DIRECTIVE: Return, word for word, the part of the Logstash forum thread below that runs between "I'am trying to" and "again and again.", inclusive.

Logstash elasticsearch to kafka stops after being started


(Aurélien) #1

Dear all,

I'am trying to export documents from an Elasticsearch index to a Kafka topic using Logstash. However, when I start Logstash with only the elk-to-kafka configuration file it starts and quickly stops right after. Then systemd restarts logstash again and again.

If I use another Logstash configuration for example to consume data from a topic and sending it to an Elasticsearch index it works.

If I use both configuration files in a multiple pipelines, the configuration to export documents from elasticsearch to kafka does nothing but the configuration to consume data from Kafka and to export them to elasticsearch works and logstash does not stop working. Systemd does not reload Logstash.

I'am using Debian based packages for Elasticsearch, Zookeeper and Logstash installed on Elementary OS Loki which is based on Ubuntu 16.04.

Logstash 6.1.0, Elasticsearch 6.1.0, Zookeeper 3.4.8-1--1, Kafka 2.12-1.0.0.

Thanks for your help.

Here my Logstash configuration to export an index to a kafka topic:

input {
elasticsearch {
hosts => "localhost"
index => "poc-local-input"
query => '{ "query": { "match_all": {} } }'
hosts => "localhost:9200"
user => elastic
password => elastic
}
}

output {
kafka {
client_id => "poc-local-elk-output-0"
codec => plain
topic_id => "poc-local-output"
}
}

The Logstash configuration to consume a topic and then send data to an index :

input {
kafka {
topics => 'poc-local-input'
client_id => "poc-local-input-0"
group_id => "poc-local-input"
}
}
filter {
dissect {
mapping => { "message" => "%{org_date_str} %{field1} %{field2} %{field3} %{field4} %{lat} %{lon}" }
}
date {
match => [ "org_date_str", "UNIX_MS" ]
target => "org_date"
}

mutate {
rename => {
"lon" => "[coordinate][lon]"
"lat" => "[coordinate][lat]"
}
convert => {
"lon" => "float"
"lat" => "float"

COLLECTED DATA:
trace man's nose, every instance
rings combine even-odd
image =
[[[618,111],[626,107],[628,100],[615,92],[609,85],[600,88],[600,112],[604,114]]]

SOLUTION BELOW:
I'am trying to export documents from an Elasticsearch index to a Kafka topic using Logstash. However, when I start Logstash with only the elk-to-kafka configuration file it starts and quickly stops right after. Then systemd restarts logstash again and again.